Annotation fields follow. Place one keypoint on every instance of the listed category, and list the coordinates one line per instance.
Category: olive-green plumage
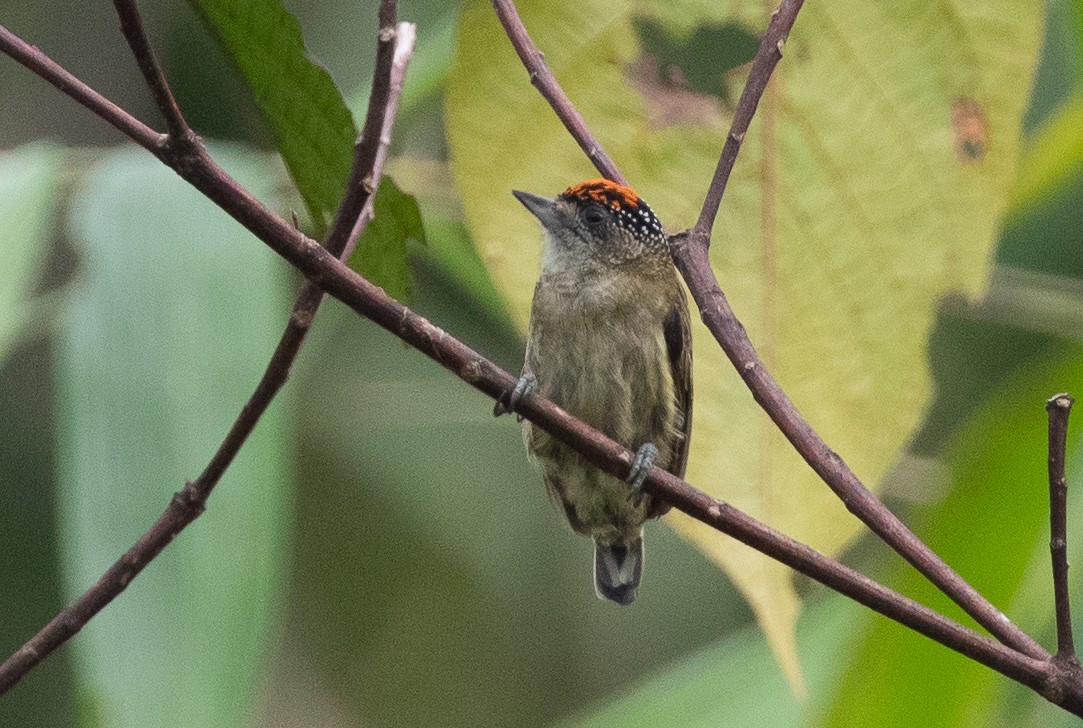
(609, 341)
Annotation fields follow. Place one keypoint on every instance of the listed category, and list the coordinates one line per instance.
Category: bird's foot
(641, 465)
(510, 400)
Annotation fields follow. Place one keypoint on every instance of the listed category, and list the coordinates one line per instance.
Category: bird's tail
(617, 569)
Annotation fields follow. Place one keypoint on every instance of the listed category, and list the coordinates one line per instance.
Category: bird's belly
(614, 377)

--------

> [What is required]: Without carrying over any picture, retype the records above word for word.

> [Worked solution]:
Annotation fields follow. Place one keypoint on every instance of the listed category, and list the coordinates one line per instance.
Category: olive-green plumage
(609, 341)
Annotation fields follow. Place one keypoint on every instance of the listed category, and list the coordinates one line per instance.
Category: bird's foot
(641, 465)
(510, 400)
Annotation fields follow. Place one keypoint on every instance of the listed category, and list the coordinates one line per instance.
Category: bird's tail
(617, 569)
Annotation fields follow. Place one keypoint on every instance of the listed category, and list the coordinates one line per instance.
Category: bird's belly
(614, 377)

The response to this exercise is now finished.